Tarefa proposta:
Relacione, na íntegra, cada linha da listagem abaixo em que aparece a palavra "plate".

Registros do conjunto:

************

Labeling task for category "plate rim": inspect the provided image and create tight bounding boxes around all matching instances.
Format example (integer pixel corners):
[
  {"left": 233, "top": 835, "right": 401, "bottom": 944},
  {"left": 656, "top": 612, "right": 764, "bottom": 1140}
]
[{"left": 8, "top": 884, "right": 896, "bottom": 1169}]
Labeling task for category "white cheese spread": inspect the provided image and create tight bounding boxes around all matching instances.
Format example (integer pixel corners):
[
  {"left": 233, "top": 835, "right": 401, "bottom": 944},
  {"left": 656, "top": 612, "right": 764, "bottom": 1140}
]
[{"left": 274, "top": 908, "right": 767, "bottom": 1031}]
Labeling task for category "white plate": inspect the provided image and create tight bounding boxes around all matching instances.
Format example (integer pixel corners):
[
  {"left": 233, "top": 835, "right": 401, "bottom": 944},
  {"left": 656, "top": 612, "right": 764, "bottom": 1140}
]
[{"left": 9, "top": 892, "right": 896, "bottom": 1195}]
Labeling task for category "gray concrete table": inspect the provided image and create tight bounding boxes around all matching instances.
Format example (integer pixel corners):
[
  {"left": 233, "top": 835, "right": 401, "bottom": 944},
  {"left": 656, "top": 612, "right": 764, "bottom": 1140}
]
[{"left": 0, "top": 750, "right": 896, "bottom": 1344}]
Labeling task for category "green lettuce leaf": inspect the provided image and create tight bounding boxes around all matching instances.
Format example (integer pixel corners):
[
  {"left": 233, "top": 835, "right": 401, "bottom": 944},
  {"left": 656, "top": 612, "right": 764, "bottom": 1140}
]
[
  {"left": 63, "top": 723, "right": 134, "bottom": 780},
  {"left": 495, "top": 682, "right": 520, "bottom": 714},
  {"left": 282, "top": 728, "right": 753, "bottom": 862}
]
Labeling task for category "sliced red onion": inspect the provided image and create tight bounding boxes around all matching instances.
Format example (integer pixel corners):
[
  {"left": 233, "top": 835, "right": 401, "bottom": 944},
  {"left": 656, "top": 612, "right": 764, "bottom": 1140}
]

************

Exercício resolvido:
Labeling task for category "plate rim": inspect the provided image and create tight bounding boxes around all matching instances.
Labeling task for category "white plate": inspect the provided image and create tight bounding boxes around all matching instances.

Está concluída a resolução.